(DATASET CONTENT):
━━━━━━
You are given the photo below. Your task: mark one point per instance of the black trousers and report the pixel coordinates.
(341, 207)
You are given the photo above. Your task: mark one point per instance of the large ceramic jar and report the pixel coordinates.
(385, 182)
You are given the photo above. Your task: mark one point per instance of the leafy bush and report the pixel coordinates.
━━━━━━
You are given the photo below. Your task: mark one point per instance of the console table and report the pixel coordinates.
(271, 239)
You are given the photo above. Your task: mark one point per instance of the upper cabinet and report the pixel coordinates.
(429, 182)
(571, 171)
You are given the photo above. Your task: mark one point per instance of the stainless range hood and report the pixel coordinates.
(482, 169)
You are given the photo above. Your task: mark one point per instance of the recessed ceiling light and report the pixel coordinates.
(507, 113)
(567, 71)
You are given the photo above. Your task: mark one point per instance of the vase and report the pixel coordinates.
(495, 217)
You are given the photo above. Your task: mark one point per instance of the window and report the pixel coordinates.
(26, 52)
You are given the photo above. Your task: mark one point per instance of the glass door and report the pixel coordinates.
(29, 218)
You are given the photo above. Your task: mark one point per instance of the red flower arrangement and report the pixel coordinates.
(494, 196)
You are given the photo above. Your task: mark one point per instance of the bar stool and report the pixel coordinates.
━━━━━━
(EXERCISE AIM): Switch "red flower arrangement" to "white flower arrangement" in the records, starting at the line that has "door and report the pixel coordinates." and stopping after the line that has "stool and report the pixel coordinates.". Return only those lines, with everything else left as it is.

(RESPONSE TO THIS EXERCISE):
You are given the photo above. Your task: mark one point per instance of the glass door and report the pixel coordinates.
(29, 218)
You are given the photo above. Your task: mark one point per instance of the white flower arrangement and report the pixel coordinates.
(494, 196)
You are given the photo above. Your task: mark one point per instance of the bar stool and report the pixel coordinates.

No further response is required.